**Records from a dataset**.
▽

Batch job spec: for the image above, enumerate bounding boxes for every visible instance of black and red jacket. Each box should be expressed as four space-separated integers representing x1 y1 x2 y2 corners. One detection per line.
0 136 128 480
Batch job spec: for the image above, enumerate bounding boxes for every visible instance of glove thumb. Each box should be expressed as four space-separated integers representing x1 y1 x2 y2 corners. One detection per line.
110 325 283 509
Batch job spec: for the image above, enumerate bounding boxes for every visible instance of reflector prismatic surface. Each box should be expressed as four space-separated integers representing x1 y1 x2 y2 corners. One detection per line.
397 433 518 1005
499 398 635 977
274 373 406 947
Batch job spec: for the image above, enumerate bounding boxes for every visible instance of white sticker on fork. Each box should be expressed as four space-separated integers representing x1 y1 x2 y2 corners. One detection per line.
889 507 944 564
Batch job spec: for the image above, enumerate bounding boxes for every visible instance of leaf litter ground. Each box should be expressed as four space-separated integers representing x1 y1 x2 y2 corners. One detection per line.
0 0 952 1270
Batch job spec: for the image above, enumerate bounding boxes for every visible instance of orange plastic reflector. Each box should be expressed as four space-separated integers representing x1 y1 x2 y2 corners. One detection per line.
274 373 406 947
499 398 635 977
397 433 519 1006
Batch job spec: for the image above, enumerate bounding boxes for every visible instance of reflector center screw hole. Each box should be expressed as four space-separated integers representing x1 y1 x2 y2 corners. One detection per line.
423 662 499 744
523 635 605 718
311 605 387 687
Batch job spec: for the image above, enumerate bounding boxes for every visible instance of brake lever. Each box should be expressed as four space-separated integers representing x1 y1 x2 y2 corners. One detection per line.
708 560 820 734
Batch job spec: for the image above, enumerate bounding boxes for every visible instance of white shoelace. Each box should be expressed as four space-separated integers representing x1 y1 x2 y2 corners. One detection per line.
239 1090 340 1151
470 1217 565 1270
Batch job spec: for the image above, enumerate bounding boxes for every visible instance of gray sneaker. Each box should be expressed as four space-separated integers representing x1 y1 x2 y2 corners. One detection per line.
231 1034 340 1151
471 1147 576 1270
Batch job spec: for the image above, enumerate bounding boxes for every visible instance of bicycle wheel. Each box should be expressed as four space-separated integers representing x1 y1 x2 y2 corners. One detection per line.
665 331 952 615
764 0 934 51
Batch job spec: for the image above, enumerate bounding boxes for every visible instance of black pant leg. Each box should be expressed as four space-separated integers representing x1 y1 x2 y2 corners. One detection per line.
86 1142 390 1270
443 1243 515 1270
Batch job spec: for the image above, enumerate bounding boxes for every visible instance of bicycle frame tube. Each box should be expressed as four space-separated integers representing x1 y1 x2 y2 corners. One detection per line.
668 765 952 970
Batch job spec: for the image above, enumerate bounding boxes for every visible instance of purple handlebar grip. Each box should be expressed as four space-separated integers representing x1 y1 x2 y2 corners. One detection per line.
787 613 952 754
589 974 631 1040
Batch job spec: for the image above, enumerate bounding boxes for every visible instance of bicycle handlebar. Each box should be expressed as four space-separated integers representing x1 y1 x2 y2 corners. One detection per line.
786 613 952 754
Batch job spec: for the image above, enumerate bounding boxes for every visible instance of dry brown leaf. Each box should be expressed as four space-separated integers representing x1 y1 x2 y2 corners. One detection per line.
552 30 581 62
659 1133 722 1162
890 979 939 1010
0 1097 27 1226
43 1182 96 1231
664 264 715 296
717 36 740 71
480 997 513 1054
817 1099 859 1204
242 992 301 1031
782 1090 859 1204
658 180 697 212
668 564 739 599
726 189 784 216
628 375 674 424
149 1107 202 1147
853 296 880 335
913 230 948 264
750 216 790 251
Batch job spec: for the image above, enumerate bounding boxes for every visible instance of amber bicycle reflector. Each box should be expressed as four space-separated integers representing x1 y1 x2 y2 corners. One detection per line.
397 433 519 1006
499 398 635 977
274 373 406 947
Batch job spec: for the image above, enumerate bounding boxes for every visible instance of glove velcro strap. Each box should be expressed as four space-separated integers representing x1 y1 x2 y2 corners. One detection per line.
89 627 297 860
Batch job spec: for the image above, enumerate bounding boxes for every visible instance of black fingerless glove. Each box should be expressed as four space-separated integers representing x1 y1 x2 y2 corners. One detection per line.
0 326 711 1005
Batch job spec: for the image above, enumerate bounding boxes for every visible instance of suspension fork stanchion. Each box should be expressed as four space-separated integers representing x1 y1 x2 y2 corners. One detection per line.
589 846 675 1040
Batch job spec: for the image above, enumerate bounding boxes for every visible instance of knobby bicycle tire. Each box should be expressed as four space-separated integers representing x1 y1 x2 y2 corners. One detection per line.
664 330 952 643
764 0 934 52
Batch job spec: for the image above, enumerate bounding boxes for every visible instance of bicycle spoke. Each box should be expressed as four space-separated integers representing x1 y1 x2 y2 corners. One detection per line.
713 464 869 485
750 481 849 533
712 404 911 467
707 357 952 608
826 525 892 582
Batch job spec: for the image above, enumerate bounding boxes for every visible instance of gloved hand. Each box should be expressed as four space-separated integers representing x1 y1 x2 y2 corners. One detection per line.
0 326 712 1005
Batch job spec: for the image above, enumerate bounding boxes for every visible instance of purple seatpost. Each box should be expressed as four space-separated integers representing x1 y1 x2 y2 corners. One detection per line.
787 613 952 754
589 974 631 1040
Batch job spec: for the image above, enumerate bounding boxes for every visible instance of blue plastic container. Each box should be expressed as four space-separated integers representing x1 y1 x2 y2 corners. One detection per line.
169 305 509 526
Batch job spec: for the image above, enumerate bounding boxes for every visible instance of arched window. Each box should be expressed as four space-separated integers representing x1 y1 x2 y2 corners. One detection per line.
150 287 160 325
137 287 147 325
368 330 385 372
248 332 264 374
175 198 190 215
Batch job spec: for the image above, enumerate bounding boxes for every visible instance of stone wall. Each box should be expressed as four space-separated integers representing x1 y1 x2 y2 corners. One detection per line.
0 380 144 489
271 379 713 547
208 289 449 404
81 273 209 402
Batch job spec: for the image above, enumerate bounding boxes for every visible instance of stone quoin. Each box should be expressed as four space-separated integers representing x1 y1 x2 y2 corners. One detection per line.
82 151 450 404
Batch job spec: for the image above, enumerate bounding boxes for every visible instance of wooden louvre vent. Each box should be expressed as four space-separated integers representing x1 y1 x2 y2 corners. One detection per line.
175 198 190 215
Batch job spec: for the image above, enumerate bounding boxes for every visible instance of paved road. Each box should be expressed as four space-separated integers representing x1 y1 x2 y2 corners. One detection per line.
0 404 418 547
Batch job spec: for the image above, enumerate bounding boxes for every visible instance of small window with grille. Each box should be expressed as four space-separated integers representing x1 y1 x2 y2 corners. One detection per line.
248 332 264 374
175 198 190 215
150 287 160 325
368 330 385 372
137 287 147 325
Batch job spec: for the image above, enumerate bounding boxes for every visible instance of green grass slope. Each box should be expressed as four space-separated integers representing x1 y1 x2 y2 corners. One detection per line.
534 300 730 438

△

**EXERCISE AIM**. Can you express the lines of the material above as a numbered list, beginning with the line containing "of bicycle spoke." and continuing through the line containing "0 326 712 1005", with blank lines left out?

**RESULT BELOW**.
1. Batch job spec: for the image above, enumerate bounding boxes for every visible instance of bicycle spoke. Each box should be expressed as four space-separated integers representing x1 y1 x2 y2 corners. One detection per line.
2. 713 464 869 485
3. 750 481 849 533
4. 712 404 911 467
5. 707 357 952 608
6. 826 525 892 582
7. Batch job spec: for the image above, enumerate bounding boxes for every visible instance of gloved hand. Each box should be expressed as four space-separated integers representing x1 y1 x2 y2 corners. One detection per line.
8. 0 326 712 1005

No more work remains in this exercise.